BEGIN Selected passage

Your affectionate son,


P.S.-Dear Father, as this is not the first time that you have apostatized from the Christian profession, though I am sorry to say it is by far the longest, I think it proper here, by way of postscript, to recall to your mind a confession you made of the sin of your apostacy upon a former occasion to the Church of Christ in Dundee. I have beside me that very letter which you sent to the church, subscribed with your own hand, and I shall here give you a copy of it word for word. It runs thus :-" To the elders, deacons, &c., of the Church of Christ, assembling at Dundee. I intended to have come down myself, at this time, to the assembly of the church, and to have endeavoured to give satisfaction to the whole, elders and brethren, who are justly offended with me for sinfully withdrawing from the profession of Christianity among you, and to have desired access to the church again; but the state of my health, and the severity of the weather, make it impracticable for me to come at present; and, therefore, this serves to entreat you will, in my name, acquaint the church when assembled, that, if my heart deceives me not, I am sensible of, and desire to be grieved for my rash and sinful deserting of the profession of the faith and hope of the Gospel in that church of Christ whereof ye are the overseers, and I confess I have preferred the lusts of this world to the hope of the glory to be revealed when Christ appears, and I have highly dishonoured him and grieved and offended his disciples. My mind has often, since I went out, wrought in pride and enmity against the Christian profession and the members of the church who

* See Proverbs xxviii. 13.

END Selected passage
BEGIN Record set

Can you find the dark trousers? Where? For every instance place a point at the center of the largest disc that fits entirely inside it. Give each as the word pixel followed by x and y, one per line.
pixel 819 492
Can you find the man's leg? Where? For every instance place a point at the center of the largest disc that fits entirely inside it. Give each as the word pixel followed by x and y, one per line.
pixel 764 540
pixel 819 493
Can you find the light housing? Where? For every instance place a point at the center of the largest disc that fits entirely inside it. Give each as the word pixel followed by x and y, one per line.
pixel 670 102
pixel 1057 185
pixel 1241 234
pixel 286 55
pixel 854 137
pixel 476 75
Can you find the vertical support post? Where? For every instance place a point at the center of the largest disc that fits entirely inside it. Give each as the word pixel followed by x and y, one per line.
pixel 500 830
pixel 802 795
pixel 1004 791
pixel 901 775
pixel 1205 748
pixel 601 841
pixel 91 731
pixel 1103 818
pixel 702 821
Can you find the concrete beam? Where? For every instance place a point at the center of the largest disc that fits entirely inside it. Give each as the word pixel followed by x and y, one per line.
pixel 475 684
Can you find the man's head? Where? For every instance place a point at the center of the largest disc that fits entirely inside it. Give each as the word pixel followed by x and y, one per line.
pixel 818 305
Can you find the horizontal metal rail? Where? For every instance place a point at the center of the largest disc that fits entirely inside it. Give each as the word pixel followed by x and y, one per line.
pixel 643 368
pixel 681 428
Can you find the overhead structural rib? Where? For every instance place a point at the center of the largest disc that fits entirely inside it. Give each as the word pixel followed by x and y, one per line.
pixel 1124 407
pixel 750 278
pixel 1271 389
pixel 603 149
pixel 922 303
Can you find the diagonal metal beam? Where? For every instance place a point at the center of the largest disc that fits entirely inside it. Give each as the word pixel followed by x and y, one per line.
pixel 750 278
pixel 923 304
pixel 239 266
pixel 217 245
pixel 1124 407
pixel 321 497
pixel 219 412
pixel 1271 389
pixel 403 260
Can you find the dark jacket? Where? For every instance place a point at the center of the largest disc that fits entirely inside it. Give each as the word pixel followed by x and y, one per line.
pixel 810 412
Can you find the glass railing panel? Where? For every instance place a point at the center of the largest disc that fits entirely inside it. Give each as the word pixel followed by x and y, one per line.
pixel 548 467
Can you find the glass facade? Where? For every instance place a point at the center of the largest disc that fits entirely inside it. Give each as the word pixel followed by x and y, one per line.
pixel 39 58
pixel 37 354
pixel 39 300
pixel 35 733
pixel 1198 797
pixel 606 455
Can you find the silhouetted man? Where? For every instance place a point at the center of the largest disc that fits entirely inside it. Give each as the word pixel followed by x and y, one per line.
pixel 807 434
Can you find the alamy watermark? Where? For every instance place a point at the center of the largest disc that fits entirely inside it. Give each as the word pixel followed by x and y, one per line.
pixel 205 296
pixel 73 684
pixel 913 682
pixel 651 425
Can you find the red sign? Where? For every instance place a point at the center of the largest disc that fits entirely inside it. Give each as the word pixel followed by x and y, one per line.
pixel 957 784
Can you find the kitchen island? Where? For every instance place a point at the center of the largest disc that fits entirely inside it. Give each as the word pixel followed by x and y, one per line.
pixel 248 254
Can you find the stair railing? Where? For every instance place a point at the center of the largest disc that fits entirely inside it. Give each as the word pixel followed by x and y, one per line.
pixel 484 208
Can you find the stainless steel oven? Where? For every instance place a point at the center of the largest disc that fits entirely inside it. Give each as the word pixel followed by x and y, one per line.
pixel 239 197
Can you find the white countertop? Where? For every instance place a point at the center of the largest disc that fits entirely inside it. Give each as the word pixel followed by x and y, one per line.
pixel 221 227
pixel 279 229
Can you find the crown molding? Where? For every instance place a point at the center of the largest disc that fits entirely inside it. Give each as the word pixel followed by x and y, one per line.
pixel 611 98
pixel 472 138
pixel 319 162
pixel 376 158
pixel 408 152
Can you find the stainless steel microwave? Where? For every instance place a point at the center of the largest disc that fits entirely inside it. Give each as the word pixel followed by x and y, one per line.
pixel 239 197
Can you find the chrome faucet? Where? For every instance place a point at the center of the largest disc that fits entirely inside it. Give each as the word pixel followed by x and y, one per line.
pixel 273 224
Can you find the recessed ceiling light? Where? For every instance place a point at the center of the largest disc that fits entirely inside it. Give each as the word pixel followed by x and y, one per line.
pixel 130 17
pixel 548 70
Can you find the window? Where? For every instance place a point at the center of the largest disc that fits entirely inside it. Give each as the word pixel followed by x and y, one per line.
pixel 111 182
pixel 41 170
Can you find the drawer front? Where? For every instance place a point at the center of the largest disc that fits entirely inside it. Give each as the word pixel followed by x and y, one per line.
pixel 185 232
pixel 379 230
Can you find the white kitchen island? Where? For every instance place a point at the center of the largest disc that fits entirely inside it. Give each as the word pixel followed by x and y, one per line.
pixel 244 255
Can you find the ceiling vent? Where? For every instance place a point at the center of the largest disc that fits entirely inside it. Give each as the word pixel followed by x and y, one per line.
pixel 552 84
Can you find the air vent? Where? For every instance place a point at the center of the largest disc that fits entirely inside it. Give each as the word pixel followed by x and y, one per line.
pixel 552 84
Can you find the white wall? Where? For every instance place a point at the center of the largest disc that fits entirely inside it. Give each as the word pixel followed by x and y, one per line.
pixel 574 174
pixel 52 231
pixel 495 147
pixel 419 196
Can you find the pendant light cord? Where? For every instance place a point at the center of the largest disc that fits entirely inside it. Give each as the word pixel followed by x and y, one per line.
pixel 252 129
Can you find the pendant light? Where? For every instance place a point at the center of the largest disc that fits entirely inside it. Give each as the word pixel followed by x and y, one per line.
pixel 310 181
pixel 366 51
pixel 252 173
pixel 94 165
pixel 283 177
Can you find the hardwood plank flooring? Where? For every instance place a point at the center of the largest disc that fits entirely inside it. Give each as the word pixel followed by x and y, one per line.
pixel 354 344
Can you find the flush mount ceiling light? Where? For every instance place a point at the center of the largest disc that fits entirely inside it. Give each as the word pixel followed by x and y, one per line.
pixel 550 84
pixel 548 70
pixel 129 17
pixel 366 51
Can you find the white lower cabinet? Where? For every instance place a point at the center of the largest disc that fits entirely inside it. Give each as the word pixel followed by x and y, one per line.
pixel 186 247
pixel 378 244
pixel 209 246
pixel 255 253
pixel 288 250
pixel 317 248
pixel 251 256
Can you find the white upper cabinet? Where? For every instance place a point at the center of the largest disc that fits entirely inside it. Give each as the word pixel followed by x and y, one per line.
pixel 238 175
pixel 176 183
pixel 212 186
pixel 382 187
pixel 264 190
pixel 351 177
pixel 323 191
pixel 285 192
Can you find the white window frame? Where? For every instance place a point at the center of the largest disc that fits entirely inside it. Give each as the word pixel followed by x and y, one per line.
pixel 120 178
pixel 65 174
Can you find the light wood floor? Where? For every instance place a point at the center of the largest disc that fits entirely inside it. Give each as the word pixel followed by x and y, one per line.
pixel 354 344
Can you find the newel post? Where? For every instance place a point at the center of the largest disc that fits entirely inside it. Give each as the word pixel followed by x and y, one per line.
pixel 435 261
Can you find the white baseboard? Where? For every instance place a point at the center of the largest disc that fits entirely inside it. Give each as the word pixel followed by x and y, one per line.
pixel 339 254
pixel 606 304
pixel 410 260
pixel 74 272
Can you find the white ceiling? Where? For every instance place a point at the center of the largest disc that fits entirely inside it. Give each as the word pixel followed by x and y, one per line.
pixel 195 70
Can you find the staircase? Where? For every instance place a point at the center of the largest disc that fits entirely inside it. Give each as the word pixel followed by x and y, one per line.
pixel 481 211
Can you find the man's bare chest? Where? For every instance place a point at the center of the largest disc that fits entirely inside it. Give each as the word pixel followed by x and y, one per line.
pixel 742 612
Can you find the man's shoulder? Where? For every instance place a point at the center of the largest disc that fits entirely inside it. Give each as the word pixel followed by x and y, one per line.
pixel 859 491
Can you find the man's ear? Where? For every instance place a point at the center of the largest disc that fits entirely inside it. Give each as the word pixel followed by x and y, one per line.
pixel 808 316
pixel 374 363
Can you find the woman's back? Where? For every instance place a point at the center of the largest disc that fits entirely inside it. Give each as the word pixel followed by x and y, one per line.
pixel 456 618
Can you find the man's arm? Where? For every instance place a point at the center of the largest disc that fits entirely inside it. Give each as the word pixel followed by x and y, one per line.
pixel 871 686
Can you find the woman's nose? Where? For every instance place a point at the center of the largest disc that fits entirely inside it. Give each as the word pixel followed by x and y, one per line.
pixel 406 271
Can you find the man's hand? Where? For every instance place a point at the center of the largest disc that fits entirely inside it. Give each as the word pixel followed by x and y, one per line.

END Record set

In the postscript above, what two things does the father's letter say kept him from coming to the assembly of the church at Dundee?

**Result of the exercise:**
The state of his health and the severity of the weather.